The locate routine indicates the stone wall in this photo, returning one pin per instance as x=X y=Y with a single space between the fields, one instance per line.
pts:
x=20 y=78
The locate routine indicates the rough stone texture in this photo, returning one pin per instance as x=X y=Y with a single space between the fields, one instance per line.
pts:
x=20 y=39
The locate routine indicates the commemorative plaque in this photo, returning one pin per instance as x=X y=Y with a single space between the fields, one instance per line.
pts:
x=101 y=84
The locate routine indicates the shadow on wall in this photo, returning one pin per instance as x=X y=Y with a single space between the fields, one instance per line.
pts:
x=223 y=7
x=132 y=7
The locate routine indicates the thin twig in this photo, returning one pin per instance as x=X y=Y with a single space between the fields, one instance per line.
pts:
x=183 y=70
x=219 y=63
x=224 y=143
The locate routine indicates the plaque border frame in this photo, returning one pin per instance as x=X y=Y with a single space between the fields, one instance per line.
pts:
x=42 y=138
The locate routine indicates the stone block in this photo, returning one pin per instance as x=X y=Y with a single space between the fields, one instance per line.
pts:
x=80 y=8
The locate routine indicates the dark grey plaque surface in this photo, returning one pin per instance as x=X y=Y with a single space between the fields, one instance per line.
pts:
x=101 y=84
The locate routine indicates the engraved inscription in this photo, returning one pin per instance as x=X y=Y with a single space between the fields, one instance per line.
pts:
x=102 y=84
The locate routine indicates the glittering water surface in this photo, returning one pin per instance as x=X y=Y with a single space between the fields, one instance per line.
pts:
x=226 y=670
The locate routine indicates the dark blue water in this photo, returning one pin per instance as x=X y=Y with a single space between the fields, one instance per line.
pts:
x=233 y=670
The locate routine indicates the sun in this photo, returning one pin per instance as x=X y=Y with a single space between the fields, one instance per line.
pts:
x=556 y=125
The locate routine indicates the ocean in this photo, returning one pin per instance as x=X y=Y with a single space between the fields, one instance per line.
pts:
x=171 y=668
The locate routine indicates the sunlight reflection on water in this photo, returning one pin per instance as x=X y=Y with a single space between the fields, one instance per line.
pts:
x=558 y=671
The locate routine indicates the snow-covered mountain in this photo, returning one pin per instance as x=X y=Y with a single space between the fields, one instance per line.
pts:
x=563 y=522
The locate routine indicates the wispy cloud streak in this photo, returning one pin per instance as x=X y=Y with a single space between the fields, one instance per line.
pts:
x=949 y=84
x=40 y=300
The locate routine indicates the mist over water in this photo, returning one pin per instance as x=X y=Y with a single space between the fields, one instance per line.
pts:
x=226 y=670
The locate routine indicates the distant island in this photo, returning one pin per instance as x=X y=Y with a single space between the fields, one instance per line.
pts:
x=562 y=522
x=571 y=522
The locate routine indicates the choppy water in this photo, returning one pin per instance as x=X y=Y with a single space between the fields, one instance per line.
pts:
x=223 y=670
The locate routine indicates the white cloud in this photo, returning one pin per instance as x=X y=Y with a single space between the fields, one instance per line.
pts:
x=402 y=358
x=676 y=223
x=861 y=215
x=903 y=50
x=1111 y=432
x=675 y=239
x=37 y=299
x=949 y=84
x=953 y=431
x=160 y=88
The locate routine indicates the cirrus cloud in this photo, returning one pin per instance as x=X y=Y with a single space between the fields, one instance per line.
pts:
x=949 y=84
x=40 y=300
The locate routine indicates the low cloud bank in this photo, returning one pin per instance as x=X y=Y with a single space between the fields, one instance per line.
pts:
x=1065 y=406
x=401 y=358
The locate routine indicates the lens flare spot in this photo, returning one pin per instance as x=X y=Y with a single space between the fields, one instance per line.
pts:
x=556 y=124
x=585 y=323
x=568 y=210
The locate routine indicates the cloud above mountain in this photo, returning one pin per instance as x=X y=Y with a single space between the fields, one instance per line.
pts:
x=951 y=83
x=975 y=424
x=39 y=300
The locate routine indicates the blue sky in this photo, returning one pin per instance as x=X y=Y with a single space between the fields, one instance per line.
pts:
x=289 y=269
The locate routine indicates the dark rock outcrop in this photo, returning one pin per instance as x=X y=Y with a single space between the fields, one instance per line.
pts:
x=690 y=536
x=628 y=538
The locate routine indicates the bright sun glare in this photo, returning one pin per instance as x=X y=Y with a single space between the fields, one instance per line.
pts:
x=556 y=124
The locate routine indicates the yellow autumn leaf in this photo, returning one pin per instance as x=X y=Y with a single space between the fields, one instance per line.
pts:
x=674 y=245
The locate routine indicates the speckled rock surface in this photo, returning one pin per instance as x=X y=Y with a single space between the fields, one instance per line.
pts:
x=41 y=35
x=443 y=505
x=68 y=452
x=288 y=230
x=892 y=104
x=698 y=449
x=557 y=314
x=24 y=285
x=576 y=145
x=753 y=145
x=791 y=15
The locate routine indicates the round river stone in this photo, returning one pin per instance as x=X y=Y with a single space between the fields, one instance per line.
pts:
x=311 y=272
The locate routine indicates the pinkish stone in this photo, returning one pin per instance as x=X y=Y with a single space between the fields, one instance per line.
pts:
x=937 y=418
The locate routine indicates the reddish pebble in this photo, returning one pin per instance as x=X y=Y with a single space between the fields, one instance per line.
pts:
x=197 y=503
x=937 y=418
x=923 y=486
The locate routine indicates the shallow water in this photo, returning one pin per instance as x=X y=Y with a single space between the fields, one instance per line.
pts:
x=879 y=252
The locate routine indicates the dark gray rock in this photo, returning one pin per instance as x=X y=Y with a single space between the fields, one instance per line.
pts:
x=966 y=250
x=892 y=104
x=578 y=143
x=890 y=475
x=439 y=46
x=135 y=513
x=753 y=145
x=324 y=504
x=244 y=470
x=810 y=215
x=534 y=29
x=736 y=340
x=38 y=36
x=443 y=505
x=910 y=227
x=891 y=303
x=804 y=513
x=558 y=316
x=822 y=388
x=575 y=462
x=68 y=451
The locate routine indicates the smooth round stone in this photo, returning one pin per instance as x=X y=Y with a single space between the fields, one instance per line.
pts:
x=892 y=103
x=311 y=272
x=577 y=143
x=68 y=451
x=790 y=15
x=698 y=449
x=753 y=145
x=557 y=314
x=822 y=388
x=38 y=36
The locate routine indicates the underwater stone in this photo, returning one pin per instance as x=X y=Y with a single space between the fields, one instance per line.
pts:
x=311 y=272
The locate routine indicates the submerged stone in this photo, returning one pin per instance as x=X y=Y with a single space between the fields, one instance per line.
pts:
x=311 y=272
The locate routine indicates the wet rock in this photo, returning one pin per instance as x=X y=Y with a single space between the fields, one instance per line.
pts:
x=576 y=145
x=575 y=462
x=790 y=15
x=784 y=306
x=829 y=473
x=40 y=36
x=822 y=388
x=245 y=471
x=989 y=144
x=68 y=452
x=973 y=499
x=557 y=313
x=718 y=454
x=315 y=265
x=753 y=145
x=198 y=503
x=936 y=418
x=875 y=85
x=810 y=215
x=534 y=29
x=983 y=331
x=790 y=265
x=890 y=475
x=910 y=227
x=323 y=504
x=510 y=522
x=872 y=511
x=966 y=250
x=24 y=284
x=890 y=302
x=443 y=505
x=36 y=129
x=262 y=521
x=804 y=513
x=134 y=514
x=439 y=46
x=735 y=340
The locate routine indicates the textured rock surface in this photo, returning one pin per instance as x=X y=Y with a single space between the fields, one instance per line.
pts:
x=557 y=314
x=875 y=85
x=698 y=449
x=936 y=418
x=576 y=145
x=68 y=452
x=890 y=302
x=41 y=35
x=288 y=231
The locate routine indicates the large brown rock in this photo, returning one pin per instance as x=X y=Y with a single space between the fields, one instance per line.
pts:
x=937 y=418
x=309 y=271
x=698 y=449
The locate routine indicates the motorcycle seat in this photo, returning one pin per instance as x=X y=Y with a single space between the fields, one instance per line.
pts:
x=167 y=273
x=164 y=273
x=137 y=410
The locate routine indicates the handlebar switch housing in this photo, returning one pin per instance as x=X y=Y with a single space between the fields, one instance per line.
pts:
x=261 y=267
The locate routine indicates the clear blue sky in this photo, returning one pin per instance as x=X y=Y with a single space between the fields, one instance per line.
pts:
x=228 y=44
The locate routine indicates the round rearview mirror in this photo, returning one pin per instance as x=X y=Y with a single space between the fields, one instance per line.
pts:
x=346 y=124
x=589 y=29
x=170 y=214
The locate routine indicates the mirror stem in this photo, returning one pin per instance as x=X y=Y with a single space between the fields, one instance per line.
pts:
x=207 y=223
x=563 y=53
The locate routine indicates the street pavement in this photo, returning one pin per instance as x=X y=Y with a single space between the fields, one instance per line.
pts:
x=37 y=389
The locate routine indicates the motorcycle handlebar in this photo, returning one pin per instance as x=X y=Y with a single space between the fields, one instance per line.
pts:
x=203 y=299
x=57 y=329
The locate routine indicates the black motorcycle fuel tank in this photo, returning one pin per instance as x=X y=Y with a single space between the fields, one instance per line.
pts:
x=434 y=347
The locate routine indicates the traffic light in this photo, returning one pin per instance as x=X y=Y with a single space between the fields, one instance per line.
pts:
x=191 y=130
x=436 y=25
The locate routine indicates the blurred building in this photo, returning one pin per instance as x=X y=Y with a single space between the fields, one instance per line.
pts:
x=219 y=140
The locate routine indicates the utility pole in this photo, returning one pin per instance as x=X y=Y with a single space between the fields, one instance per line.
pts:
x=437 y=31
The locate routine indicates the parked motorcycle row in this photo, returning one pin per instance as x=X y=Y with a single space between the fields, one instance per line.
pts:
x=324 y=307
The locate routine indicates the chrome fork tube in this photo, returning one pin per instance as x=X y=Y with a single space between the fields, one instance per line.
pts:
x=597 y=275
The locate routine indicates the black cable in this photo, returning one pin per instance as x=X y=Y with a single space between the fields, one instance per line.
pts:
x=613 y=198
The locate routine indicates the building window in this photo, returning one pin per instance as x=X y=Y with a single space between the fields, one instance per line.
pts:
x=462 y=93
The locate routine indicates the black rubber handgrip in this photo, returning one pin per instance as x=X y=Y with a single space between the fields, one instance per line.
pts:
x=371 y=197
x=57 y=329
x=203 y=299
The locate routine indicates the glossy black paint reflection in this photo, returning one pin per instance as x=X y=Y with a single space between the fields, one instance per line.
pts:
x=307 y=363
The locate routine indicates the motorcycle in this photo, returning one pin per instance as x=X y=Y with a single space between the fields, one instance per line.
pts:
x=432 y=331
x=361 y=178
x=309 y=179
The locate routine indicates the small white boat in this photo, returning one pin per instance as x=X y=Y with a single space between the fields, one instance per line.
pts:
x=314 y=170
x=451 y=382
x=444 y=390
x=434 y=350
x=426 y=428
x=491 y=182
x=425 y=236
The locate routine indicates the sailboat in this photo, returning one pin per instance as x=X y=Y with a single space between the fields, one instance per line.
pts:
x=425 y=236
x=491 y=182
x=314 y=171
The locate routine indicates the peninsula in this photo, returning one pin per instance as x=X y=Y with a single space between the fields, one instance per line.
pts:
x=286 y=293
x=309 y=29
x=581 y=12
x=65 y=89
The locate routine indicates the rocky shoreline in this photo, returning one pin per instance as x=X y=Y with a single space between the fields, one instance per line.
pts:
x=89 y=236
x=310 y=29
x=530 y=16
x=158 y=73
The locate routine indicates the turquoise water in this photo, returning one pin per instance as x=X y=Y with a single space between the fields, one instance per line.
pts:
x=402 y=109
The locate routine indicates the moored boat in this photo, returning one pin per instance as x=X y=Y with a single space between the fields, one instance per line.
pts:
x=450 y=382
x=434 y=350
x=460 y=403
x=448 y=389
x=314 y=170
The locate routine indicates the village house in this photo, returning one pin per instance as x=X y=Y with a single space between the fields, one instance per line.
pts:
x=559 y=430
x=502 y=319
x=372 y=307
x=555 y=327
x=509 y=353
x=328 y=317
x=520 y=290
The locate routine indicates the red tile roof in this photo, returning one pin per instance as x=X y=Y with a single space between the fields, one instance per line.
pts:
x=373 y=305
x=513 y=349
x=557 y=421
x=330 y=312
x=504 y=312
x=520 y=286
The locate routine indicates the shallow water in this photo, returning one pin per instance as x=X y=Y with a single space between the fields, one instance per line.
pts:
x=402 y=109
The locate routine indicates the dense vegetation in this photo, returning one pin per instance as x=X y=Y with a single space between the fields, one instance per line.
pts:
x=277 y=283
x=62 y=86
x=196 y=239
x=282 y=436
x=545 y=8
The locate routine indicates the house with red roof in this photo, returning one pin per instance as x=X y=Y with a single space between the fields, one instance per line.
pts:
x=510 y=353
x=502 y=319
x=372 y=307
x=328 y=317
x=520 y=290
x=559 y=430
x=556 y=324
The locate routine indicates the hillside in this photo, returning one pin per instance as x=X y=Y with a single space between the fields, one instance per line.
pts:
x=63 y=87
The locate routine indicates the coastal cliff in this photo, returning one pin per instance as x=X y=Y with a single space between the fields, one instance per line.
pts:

- [Work to complete] Within the data above, find the lines that contain the word "mirror" and copy each of them.

- [Solution to this task]
The locate routine indicates the round rearview mirror in this photo, returning one pin per instance as x=X y=Y with a single space between the fields, one instance per line.
The locate routine indicates the mirror stem in this photo, returning one pin per instance as x=X y=Y with a single space between the fields, one instance per line.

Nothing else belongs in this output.